Problem A: Can you reproduce the records word for word, covering the stretch from the line containing "the white sky" through the end of the records?

Page excerpt:
** Start **

CAN A CORPORATION COMMIT WRONGDOING SEPARATE FROM ITS D&Os?
A corporation obviously may act only through its directors, officers, employees and agents. This raises the question whether the liability exposure of a corporation should be solely attributable to the conduct of the individuals who created that liability exposure. Two bases exist for allocating loss directly to a defendant corporation even though the corporation is a defendant by virtue of acts committed by its directors, officers, employees or agents.

First, a corporation is a separate legal entity which may act by itself and directly incur debts and liabilities independent from its directors and officers. For example, corporations may enter into contracts and incur obligations for which its D&Os are not legally responsible. In the eyes of the law, a corporation is a separate "person" which can independently act and incur liability. Corporations make disclosures and disseminate information, hire and fire employees, issue and foreclose on loans, etc. Liability exposure arising from these corporate acts should be allocated at least in part to the corporation even if the insured D&Os participated in those corporate activities.

** End **

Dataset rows

** Start **

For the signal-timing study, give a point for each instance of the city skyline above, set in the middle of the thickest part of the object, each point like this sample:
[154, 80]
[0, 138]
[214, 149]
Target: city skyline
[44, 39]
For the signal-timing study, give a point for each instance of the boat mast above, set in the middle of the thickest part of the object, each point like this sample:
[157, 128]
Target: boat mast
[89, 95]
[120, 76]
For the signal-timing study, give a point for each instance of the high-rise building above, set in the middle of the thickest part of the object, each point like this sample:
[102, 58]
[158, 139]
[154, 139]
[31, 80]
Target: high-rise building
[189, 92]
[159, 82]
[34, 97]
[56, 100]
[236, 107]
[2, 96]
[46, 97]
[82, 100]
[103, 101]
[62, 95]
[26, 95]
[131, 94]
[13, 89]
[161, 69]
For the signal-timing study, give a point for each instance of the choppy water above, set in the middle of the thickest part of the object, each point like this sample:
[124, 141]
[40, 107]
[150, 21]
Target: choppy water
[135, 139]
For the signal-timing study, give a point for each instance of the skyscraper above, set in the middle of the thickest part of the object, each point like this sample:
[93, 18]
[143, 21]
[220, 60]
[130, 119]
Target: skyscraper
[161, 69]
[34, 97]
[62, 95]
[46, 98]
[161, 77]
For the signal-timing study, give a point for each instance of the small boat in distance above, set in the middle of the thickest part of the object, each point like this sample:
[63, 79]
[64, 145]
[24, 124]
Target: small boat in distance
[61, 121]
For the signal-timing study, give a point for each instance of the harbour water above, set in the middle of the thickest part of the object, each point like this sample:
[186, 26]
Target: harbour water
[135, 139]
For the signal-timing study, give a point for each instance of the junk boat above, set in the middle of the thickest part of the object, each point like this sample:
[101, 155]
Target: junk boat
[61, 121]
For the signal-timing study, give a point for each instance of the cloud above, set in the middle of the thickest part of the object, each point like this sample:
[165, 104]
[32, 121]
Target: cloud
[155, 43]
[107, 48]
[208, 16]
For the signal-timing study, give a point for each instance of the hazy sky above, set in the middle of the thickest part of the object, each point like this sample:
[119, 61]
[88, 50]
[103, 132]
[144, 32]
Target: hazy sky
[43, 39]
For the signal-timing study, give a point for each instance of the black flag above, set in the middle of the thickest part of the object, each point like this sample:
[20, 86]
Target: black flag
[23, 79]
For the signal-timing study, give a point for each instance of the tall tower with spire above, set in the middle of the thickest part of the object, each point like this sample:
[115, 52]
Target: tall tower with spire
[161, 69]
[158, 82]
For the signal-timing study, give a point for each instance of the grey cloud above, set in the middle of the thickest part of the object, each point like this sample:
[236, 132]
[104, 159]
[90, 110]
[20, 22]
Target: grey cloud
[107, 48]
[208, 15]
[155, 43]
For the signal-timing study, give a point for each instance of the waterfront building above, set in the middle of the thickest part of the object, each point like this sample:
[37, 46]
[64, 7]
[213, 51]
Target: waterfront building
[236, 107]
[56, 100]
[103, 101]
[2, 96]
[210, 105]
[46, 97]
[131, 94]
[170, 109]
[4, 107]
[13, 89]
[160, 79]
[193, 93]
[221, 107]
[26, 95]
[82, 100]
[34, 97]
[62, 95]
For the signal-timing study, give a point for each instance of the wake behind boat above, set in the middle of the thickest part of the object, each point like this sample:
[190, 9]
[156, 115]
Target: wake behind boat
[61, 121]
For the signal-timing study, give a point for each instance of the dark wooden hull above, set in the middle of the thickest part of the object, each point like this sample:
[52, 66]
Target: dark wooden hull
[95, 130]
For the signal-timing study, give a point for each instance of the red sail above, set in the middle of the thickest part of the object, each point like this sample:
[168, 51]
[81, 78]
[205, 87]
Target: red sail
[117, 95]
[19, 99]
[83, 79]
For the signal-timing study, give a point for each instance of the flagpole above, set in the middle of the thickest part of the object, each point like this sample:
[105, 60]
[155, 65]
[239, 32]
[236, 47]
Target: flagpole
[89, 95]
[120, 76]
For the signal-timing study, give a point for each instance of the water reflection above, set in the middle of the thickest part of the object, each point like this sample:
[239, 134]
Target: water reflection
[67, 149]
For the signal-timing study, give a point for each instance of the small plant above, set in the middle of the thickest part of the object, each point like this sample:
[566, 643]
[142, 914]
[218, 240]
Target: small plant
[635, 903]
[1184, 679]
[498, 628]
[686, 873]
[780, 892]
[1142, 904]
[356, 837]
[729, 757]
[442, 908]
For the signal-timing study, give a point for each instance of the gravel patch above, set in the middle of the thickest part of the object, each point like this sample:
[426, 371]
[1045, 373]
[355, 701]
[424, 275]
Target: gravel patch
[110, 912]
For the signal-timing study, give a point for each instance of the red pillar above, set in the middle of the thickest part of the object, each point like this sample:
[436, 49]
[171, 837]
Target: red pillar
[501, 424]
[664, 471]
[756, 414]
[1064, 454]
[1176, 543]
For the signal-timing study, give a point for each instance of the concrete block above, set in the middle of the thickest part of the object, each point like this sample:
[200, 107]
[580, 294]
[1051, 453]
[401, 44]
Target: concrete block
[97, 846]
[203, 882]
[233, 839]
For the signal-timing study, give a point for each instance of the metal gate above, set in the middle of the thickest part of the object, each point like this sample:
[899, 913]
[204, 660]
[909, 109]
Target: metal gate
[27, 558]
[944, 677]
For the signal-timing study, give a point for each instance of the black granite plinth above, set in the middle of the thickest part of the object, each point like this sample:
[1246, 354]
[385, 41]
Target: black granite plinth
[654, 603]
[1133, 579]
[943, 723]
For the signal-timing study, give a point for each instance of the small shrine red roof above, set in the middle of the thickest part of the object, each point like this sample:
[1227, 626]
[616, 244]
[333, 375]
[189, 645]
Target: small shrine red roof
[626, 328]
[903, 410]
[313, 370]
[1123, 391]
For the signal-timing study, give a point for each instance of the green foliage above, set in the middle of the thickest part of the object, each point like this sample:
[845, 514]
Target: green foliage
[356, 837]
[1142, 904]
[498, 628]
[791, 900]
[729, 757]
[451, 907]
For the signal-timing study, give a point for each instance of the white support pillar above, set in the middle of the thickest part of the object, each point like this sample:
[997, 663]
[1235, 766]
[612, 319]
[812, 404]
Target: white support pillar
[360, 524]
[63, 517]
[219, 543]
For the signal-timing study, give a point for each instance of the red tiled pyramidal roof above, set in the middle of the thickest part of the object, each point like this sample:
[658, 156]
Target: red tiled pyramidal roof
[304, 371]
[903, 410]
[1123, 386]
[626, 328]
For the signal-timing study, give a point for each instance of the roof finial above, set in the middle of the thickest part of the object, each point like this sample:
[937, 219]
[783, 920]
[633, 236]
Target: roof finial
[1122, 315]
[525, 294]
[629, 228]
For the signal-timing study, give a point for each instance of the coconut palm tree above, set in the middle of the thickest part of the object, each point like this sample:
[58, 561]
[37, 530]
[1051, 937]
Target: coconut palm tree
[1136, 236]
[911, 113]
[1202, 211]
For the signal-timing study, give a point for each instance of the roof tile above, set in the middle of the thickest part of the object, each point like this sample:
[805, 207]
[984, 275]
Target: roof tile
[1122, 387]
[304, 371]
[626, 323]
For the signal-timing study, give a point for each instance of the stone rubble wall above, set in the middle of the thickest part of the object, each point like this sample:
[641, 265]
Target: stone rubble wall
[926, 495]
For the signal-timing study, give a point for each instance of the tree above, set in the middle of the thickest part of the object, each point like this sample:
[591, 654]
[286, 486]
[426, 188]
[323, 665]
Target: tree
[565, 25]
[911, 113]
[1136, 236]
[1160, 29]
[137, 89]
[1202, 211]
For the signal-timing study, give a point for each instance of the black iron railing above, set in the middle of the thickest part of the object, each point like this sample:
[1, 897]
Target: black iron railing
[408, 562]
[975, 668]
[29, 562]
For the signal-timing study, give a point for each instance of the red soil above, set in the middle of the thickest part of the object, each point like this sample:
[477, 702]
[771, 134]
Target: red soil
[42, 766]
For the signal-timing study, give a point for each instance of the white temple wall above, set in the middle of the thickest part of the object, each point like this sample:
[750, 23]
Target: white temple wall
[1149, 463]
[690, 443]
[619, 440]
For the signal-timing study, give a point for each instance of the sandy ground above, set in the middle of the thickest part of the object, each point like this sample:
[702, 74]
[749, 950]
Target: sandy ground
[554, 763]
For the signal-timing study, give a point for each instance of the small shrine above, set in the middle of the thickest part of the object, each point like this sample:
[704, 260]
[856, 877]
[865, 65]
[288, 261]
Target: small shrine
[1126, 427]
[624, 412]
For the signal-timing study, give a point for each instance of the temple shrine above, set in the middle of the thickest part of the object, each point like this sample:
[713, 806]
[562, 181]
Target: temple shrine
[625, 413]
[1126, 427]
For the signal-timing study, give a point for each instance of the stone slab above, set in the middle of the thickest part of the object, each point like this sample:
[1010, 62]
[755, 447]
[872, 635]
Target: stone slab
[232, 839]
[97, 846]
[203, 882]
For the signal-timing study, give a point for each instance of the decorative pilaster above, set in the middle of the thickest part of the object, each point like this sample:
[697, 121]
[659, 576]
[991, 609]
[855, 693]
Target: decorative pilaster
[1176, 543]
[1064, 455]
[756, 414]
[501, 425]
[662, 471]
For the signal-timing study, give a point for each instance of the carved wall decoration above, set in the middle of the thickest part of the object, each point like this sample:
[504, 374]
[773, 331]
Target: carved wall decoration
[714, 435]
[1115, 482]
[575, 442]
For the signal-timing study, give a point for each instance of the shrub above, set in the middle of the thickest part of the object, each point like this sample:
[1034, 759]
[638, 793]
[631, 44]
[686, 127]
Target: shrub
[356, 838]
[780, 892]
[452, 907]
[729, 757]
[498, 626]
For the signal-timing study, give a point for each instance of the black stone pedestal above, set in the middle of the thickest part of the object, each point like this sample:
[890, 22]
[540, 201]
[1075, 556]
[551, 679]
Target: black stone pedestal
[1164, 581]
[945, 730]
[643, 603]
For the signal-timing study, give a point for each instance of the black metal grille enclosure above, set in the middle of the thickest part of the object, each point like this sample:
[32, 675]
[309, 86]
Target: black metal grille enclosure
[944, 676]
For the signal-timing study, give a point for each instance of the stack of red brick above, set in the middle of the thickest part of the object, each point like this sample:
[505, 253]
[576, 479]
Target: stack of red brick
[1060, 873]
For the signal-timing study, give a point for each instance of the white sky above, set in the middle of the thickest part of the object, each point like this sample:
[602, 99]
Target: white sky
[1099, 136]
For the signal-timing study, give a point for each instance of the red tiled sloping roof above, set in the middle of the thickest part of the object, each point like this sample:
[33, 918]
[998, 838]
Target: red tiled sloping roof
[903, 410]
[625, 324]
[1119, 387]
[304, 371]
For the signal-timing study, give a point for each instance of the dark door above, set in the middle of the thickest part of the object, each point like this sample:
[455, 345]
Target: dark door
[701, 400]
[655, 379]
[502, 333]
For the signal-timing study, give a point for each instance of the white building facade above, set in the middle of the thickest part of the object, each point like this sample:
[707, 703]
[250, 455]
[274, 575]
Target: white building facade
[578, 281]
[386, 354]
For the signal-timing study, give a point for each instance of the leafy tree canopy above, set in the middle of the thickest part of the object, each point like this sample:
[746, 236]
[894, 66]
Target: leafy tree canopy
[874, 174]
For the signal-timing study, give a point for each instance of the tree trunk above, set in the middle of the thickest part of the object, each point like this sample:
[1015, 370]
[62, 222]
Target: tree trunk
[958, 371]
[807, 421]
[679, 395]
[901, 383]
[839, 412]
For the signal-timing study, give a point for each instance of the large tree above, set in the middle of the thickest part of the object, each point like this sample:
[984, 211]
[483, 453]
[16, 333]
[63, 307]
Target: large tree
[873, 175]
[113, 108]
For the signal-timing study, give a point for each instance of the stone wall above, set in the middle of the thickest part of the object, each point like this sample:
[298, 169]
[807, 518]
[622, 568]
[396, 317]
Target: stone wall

** End **

Problem B:
Answer these questions about the corporate liability excerpt:
(i) Through whom does it say a corporation may act?
(ii) How many bases does it say exist for allocating loss directly to a defendant corporation?
(iii) In the eyes of the law, what is a corporation said to be?

Output A:
For the signal-timing study, give a point for each instance of the white sky above, set in the middle of the thickest part of the object, each point like this sample:
[602, 99]
Target: white sky
[1099, 136]
For the signal-timing study, give a point for each instance of the red tiled sloping roof above, set in the middle of the thickest part of the object, each point like this sample:
[33, 918]
[998, 838]
Target: red tiled sloping roof
[903, 410]
[625, 324]
[1119, 387]
[304, 371]
For the signal-timing study, give a point for each instance of the dark door above, set in the middle of the thickest part of the object, each point like this sample:
[455, 345]
Target: dark door
[701, 400]
[655, 379]
[502, 333]
For the signal-timing study, give a point for each instance of the white building facade above, set in the middle of the thickest part of the object, each point like this sample:
[707, 703]
[250, 455]
[274, 575]
Target: white building facade
[578, 281]
[386, 354]
For the signal-timing study, give a point for each instance of the leafy tree canopy above, set in the middle of the thickest part of the object, each point like this sample:
[746, 236]
[894, 66]
Target: leafy tree canopy
[874, 174]
For the signal-timing study, give a point for each instance of the tree trunk above, set in the middle of the thickest part of the object, each point like this sample:
[1015, 370]
[62, 222]
Target: tree trunk
[958, 371]
[807, 421]
[679, 395]
[901, 383]
[839, 412]
For the signal-timing study, give a point for each instance of the large tree above, set in the middle of the thickest part of the object, each point like this sample:
[984, 211]
[483, 453]
[16, 333]
[63, 307]
Target: large tree
[873, 175]
[113, 108]
For the signal-timing study, give a point for each instance of the stone wall above, set in the middle of the thickest part of the object, each point like this sample:
[298, 169]
[807, 518]
[622, 568]
[396, 317]
Target: stone wall

Output B:
(i) Its directors, officers, employees and agents.
(ii) Two.
(iii) A separate "person" which can independently act and incur liability.